About this task → Every line with the string "Mark" in it belongs in your answer, so copy them all from the data.

Provided data →
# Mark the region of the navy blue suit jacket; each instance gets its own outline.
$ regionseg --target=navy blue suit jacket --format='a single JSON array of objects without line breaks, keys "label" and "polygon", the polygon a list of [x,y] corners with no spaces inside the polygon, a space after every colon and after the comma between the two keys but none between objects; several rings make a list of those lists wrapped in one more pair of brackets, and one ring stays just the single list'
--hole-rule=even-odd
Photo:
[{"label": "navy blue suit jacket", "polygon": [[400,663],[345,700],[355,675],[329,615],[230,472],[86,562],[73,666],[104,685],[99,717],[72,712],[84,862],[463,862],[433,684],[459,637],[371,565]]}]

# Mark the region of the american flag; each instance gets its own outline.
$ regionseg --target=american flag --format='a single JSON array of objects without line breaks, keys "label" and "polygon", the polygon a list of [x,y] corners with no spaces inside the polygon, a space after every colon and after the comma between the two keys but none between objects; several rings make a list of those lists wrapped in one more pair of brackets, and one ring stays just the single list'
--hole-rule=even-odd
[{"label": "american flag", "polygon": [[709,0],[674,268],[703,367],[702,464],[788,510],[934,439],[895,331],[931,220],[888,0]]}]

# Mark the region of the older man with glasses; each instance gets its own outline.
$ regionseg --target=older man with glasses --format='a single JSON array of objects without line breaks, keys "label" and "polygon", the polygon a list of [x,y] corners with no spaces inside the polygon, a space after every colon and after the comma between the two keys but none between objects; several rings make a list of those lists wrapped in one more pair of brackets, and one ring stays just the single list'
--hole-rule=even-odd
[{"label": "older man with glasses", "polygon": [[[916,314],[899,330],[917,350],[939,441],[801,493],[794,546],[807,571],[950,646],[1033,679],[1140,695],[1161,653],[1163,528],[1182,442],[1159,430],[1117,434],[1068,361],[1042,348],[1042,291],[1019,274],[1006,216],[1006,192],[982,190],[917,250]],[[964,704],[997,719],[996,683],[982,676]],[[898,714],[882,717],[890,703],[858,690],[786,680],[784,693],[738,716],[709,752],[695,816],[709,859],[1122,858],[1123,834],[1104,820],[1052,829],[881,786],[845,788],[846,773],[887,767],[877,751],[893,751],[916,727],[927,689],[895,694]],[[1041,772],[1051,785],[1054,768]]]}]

Output for this exercise →
# Mark the region of the navy blue suit jacket; each instance gets its own outline.
# Mark the region of the american flag; each instance gets its own outline.
# Mark the region of the older man with glasses; each instance gets its own outline.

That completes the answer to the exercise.